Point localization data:
__________________________________________________

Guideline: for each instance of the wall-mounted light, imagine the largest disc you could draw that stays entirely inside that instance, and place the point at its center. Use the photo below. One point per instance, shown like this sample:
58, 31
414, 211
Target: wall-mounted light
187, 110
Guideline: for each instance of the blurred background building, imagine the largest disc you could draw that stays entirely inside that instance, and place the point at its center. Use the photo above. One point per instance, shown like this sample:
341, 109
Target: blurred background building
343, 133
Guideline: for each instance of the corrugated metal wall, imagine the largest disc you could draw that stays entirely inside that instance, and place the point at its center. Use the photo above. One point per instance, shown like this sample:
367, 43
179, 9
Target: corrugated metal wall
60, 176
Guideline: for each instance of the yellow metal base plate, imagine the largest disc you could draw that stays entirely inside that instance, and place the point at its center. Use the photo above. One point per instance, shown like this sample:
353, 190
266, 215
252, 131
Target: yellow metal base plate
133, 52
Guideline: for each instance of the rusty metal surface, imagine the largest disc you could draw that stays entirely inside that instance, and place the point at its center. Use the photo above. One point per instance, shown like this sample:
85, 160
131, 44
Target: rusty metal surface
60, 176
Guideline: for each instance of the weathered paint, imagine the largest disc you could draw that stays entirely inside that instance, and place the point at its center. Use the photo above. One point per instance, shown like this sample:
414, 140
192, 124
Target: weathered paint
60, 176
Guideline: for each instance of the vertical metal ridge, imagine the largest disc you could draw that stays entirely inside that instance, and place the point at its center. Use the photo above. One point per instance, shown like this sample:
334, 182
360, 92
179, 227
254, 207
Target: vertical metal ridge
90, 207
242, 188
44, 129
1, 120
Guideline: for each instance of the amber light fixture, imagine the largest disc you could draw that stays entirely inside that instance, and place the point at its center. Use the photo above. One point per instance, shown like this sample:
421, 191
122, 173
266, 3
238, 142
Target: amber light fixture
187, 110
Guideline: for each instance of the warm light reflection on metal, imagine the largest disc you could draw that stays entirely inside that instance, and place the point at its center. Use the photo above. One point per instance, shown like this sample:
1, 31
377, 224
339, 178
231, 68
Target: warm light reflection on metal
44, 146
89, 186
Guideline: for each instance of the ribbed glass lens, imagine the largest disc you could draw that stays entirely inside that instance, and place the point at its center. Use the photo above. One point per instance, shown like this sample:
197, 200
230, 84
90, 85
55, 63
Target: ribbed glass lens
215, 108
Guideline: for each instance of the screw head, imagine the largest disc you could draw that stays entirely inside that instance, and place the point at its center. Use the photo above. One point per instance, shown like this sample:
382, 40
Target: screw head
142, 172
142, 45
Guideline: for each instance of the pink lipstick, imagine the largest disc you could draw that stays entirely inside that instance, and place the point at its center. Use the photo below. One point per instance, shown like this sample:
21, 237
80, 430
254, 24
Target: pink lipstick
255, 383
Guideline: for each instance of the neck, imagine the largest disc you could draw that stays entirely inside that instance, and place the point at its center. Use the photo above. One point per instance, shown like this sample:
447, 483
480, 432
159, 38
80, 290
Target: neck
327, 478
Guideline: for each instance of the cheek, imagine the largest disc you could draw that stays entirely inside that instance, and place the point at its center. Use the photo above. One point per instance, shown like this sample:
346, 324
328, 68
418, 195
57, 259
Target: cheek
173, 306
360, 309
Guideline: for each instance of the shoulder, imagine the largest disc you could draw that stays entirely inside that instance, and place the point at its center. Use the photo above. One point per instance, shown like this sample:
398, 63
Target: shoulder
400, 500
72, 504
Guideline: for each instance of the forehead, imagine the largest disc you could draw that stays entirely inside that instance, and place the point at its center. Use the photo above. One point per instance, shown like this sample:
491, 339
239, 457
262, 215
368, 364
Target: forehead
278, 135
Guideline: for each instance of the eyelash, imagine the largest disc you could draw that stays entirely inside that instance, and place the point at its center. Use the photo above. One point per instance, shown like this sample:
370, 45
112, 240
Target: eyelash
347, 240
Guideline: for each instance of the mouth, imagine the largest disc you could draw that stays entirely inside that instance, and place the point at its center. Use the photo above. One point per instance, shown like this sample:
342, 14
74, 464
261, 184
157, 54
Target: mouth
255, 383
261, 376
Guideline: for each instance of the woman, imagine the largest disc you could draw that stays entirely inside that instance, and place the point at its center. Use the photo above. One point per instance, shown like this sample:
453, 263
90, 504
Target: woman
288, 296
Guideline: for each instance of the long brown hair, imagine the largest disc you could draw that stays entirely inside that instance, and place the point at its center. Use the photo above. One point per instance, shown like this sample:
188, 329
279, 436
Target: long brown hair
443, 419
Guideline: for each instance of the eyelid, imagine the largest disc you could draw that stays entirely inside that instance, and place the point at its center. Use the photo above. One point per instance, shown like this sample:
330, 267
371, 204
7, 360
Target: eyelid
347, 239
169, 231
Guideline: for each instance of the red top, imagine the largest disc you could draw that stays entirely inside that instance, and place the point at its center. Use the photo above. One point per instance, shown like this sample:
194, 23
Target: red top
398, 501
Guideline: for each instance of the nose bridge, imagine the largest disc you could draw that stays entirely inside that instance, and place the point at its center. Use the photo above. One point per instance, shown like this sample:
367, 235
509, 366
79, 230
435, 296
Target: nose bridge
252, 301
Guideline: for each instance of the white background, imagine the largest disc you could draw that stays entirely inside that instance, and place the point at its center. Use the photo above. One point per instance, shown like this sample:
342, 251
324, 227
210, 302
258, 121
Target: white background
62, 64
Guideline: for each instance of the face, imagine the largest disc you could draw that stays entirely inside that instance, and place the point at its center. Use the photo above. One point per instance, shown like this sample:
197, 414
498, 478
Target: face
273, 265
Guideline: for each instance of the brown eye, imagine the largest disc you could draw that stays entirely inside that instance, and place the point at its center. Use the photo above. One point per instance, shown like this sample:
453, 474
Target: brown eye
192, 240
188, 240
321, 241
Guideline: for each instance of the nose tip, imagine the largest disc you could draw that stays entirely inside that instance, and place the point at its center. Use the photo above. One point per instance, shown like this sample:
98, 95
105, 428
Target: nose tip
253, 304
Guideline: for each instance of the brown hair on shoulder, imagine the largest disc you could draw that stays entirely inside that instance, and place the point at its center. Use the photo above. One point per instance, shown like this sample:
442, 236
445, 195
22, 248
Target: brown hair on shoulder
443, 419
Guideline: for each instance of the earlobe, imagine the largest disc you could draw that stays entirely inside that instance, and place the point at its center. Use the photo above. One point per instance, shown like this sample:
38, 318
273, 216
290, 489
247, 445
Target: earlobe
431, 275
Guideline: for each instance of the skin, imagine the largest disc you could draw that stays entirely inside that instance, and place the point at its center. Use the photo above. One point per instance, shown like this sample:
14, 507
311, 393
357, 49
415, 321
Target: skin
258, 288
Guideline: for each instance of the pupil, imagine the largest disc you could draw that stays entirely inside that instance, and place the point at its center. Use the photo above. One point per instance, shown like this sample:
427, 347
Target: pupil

__________________________________________________

WORK TO COMPLETE: Across the entries above, find the lines with the string "pupil" and copy them.

TASK OUTPUT:
Guideline: for each instance of the pupil, imagine the largest disc you could draw that stays entirely inside that instance, and place the point at its center. Use the photo above. One point per instance, shown like this sample:
Target: pupil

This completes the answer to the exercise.